Task directions -> Continue the flashcards below on ethical challenges in palliative care nursing, picking up right after their last line.

Given passage ->
===============

Ethical Challenges in Palliative Care Nursing Flashcards
The “in-between” Moral Dilemmas of nurses:
- High responsibilty with a disproportionately low level of control/ authority over decisions which giiving rise to “in-between” moral distress and moral outrage
- Traumatization: deep personal preoccupation, lost sleep, anger, dissilusionment
- Generally Silent.
Principlism: Principles of Biomedical Ethics
- Autonomy (right to self-determination)
- Beneficence (promote good)
- Nonmaleficence (to not seek to inflict harm)
- Justice (fairness–> need, equality, utility, liberty, restitution)
Consent:
- Self-determination(free/informed consent)
- Substituted Judgement (Subtituted Judgment Standard OR Pure Autonomy Standard OR Best interest Standard (benefit vs burden))
Competence vs capacity:
Competence is a LEGAL designation (legal competence and factual competence)
Capacity is a functional designation, episodic.
Capacity to consent: 3 criterias
- Based in understanding (condition, nature and purpose of tx, risk of tx and non-tx)
- Intentional (manipulation of information)
- Non-coerced (no manipulation, no persuasion)
Surrogate decision-making when:
the person incapable to give consent to care, consent giving by his or her mandatary, tutor or curator.
Exceptions for parental consent/permission:
- Mature minor (sufficient maturity to consent)

===============

Raw data ->
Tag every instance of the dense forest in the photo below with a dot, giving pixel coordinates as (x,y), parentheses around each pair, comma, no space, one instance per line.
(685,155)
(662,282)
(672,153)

===============

Expected answer ->
- Emancipated minor
- Emergency tx
- Court ordered tx
Maturity and moral reasoning:
-Age and developmental stages do not necessarily determine cognitive and executive ability.
Preschool children vs primary school children vs adolescents difference in maturity and reasoning capacity:
Preschool: No decision-making capacity
Primary school children: Do not have full capacity but should have involvement and opportunity for assent
Adolescents: can have the capacity but must be assessed on an individual basis.
“End of Life” Measures: the principle of double effect
- Action itself must be morally indifferent or morally good
- the bad effect must not be the means by which the good effect is archieved.
- The motive must be the archievement of the good effect
- The good effect must be at least equivalent in importance to the bad effect.
Is it legally and/or ethically permissible to whitdrawing or withholding artificial nutrition and hydratation in children?
BOTH legally and ethically permissible
Epistemological relativism do NOT entail Moral relativism
the investigation of what distinguishes justified belief from opinion do not entail our own morality.
Improving cross-cultural understanding: What to do about ethical disagreements?
CULTURAL BROKERAGE: the act of bridging, linking or mediating between groups or persons of different cultural backgrounds for the purpose of reducing conflict or producing change.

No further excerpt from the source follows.